#### Records supplied
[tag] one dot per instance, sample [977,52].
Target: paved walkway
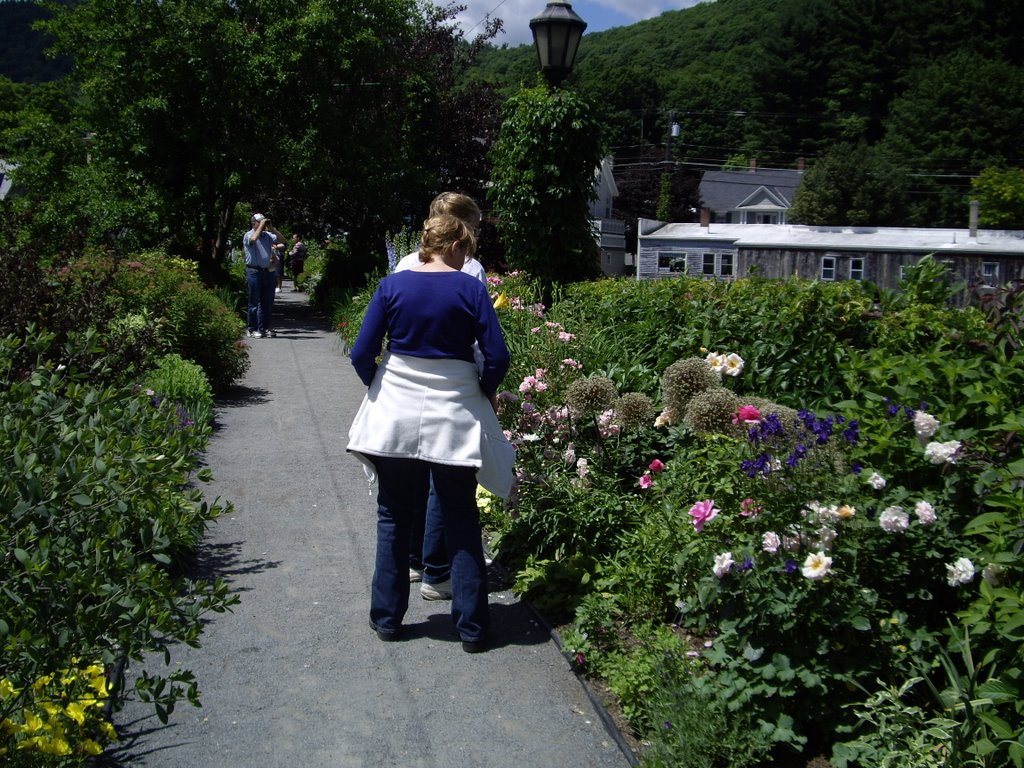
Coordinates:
[294,676]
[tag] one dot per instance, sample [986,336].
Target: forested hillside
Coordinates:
[895,105]
[931,91]
[22,48]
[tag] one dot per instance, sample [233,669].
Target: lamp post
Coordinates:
[556,34]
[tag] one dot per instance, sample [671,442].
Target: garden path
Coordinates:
[294,676]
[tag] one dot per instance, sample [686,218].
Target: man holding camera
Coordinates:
[259,243]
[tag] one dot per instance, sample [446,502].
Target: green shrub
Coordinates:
[188,318]
[183,382]
[603,518]
[100,514]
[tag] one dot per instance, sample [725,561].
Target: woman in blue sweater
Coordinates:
[429,414]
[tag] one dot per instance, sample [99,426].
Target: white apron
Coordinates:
[432,410]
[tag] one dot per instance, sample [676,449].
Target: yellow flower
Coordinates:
[99,684]
[7,689]
[76,712]
[32,721]
[42,682]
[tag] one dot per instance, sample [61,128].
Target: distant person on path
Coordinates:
[297,260]
[429,416]
[258,244]
[428,561]
[279,265]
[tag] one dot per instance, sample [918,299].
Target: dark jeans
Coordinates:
[426,545]
[401,484]
[260,284]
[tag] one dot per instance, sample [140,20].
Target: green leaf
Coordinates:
[860,623]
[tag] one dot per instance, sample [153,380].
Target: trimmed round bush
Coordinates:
[183,382]
[712,410]
[684,379]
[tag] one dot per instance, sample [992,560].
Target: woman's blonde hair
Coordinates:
[456,204]
[442,231]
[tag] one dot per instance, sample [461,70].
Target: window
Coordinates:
[725,267]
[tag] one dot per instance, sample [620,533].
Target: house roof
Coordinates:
[796,237]
[604,174]
[727,190]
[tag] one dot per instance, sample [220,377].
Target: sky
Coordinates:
[599,14]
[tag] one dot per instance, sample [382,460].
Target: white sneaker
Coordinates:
[440,591]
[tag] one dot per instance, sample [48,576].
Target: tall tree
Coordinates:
[851,184]
[958,115]
[548,151]
[333,114]
[1000,197]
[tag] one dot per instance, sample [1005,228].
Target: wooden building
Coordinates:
[878,255]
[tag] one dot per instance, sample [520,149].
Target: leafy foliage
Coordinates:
[834,549]
[543,177]
[100,515]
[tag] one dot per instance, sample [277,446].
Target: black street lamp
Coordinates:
[556,34]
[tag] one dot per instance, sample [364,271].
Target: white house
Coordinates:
[609,232]
[875,254]
[755,196]
[5,169]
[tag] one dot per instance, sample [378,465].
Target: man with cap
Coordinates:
[260,275]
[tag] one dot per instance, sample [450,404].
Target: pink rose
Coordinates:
[702,512]
[747,415]
[749,508]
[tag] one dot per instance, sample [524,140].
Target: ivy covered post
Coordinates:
[548,151]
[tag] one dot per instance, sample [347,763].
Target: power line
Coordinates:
[485,17]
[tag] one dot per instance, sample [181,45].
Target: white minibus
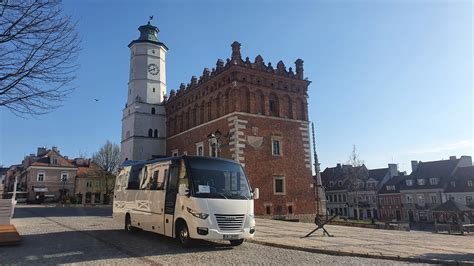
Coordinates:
[186,197]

#### Exercise requirements
Reproduce the listing above exactly from the line containing "Target: paved walkway" up to and including the line containing "[tag] one dot per instance, sample [992,560].", omitting any images and everything outside those lines.

#### Answer for the task
Target: paved walkway
Coordinates:
[294,676]
[tag] one dot per instance, sample [986,336].
Target: forested hillside
Coordinates:
[895,105]
[931,91]
[22,48]
[tag] one dot per instance, sample [233,669].
Target: lamp post
Coordinates:
[556,34]
[tag] one dot per instance, sample [671,442].
Target: garden path
Coordinates:
[294,676]
[tag] one dot per instance, sample [686,218].
Target: man holding camera
Coordinates:
[259,243]
[tag] one dot per instance, sample [446,502].
Target: green shrub
Coordinates:
[188,318]
[183,382]
[603,518]
[100,514]
[tag] one dot per instance, sample [725,561].
Target: woman in blue sweater
Coordinates:
[429,414]
[tag] one dot per instance, sample [99,426].
Target: white apron
Coordinates:
[432,410]
[tag] one dot per instance, sample [676,449].
Target: yellow flower
Coordinates:
[99,684]
[7,689]
[76,712]
[32,721]
[42,682]
[tag] one dot per instance, sample [61,128].
Target: distant person on path
Coordinates:
[297,260]
[429,416]
[258,244]
[428,561]
[279,265]
[tag] one dot per instance, sample [918,299].
Target: dark jeans
Coordinates:
[426,545]
[401,484]
[260,284]
[tag] one dot per instance, sample [140,20].
Target: green leaf
Coordinates:
[860,623]
[tag] one dot per instance, sample [153,380].
Target: trimmed round bush
Coordinates:
[183,382]
[712,410]
[684,379]
[tag] one dot per instance, sample [992,560].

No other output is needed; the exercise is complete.